*** Opening Input records ***
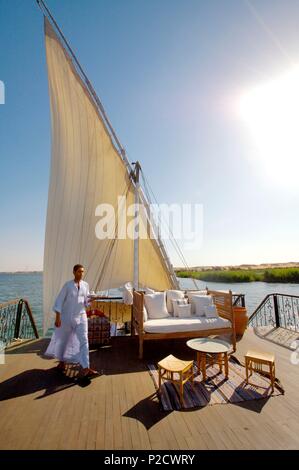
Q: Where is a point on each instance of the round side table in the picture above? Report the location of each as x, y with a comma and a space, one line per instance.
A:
210, 351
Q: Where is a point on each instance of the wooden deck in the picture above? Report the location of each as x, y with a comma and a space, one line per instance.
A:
39, 409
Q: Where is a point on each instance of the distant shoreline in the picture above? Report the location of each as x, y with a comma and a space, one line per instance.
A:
276, 272
229, 267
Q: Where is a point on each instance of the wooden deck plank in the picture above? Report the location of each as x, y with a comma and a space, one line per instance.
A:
118, 409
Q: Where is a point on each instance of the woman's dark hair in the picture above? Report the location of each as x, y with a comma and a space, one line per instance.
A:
76, 267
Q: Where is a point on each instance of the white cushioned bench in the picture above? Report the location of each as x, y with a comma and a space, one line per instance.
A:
175, 325
191, 327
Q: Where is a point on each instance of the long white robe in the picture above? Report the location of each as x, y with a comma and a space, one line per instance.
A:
69, 342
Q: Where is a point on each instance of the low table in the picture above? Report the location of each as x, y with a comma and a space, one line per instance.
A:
210, 351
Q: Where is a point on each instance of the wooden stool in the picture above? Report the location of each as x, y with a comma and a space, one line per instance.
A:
254, 361
170, 366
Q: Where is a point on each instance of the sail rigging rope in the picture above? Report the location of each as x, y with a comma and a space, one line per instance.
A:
175, 244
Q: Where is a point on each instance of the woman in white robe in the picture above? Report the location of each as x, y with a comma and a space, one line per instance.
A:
69, 342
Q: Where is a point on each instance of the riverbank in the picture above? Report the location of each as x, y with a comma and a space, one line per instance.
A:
271, 275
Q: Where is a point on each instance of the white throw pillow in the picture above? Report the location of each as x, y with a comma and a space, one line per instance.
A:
191, 294
155, 305
200, 302
170, 296
184, 311
211, 311
175, 304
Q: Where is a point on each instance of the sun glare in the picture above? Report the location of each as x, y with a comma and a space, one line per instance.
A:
271, 114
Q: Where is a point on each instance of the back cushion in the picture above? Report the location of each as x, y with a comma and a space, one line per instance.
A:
190, 295
200, 302
155, 305
172, 295
184, 311
176, 303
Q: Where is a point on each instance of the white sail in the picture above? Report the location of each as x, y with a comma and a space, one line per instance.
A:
86, 170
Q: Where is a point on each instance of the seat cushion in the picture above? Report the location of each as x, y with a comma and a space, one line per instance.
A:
176, 325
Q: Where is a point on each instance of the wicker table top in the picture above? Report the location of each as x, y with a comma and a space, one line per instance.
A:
209, 345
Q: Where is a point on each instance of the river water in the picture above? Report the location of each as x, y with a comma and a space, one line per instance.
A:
29, 286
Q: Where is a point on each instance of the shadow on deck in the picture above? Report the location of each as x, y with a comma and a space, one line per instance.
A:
120, 409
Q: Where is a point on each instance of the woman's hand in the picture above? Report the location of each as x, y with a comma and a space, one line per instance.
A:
58, 320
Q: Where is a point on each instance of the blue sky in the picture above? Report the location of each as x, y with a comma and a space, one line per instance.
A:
169, 74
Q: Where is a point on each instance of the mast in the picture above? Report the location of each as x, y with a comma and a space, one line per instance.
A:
136, 237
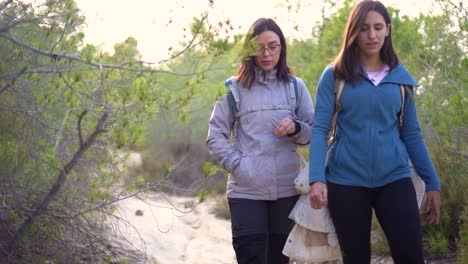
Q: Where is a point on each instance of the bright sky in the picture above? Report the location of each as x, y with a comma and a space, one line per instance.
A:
112, 21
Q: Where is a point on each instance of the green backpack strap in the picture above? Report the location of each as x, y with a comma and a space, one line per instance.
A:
230, 96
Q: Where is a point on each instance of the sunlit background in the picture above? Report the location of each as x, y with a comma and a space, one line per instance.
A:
159, 24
*** Closing Input records ***
*Work request*. Print the data above in full and exactly as it appears, skipping the pictures.

*Solution for this problem*.
Q: Where is a point on each instance of the round side table in the picture above? Report the location of each as x, y with a comma and a space, one line per instance.
A:
210, 351
Q: Where is a point on each instance of the wooden deck in the picture above? Report the location of each as x, y with a comma and a space, one line per instance.
A:
39, 409
Q: Where is a point on each instance of the distant shoreline in the picture above? Report the location of each as x, y with a comma and a space, one line per instance.
A:
276, 272
229, 267
Q: Where is a point on each instance of the wooden deck plank in the picture above? Report the location of each as x, y with a comma and a space, one line per instance.
A:
118, 409
Q: Where is a point on each instance of the woman's dark hair in the picture above? Report the location of each as x, y with a comma and a space, one line per instance.
A:
76, 267
Q: Where is a point on each instance of the white cushioned bench in the picture above? Report the location of each as x, y with a comma and a space, one line per instance.
A:
175, 325
191, 327
Q: Where is a point on each instance of the long white robe in the picture above? Report the location of each as x, y with a comma and a space, one line per instance.
A:
69, 342
Q: Where is a point on each instance of the low table in the picture above? Report the location of each as x, y with a comma and a space, one line per instance.
A:
210, 351
Q: Where is a point on each instance of the wooden stool in the picture above? Report the location of each as x, y with a comma and a space, one line per instance.
A:
254, 361
170, 366
Q: Where is a point on each instance of the sail rigging rope in the picture above? Report the location of each as x, y with a comma and a space, one line per instance.
A:
175, 244
Q: Where is a point on each instance of the woman in white robe in the picture above? Report the location of each as x, y with a comma and a space, one line per instance.
A:
69, 342
Q: Where is a point on each instance of the riverbank in the picture above? Report the location of each as x, y with a comma and a space, one line per instance.
A:
271, 275
Q: Where is a point on each instance of the white throw pillow in the picture above? Report the location of each as x, y with a comma and a space, one line per instance.
A:
191, 294
155, 305
200, 302
170, 296
184, 311
211, 311
175, 304
Q: Where is a point on each instance of the sun glare in the picture above? Report the location of each as x, y with a comma and a space, one line per instance.
A:
271, 114
Q: Where is a point on each instance of the back cushion in the picture above? Report the location of each as x, y with a comma and a space, one line per instance.
A:
190, 295
200, 302
155, 305
172, 295
184, 311
176, 303
Q: Where is a point on each instance of the white sail in the picture above? Report the location of each as x, y with a comma and a space, one line per instance.
A:
86, 170
Q: Where is a point on each instance of the seat cushion in the picture above? Report the location of each as x, y with a comma and a space, one line per instance.
A:
176, 325
Q: Where is a point on each instance of the wicker table top in the picture above? Report the location of each as x, y with a comma and a space, one line per instance.
A:
209, 345
Q: Where is a point on each instance of the river water in the picture above? Report the location of each as x, y with a comma and a space, one line per instance.
A:
29, 286
Q: Where is a point on each instance of the shadow on deck in the picture above? Report the location of each as x, y with a comma and a space, one line per instance.
A:
120, 409
Q: Where is a point on each instance of the woman's hand in the picture above? Report the location of each as x, y with a comma and a space, one line per instance.
A:
58, 320
Q: Where is a point on each instance of the blue sky in the picture above? Report the location of each as x, y with a comma and a space, one line per instance.
A:
169, 74
Q: Where is a point on each instance of the mast in the picture above? Report the location of each as x, y with a comma and a space, one line per instance.
A:
136, 237
Q: Where is a point on each instance of the bright sky in the picture above? Report the location of each as x, y with a comma and a space, one line per instance.
A:
112, 21
Q: Where is a point on each instance of the green backpack strap in the picture above? Report the location of each as x, y with a comma and a space, one line per instance.
A:
230, 96
Q: Where is a point on each instance of the sunlit background in the picture above? Report the location of each as x, y with a comma and a space, one line per instance.
A:
159, 24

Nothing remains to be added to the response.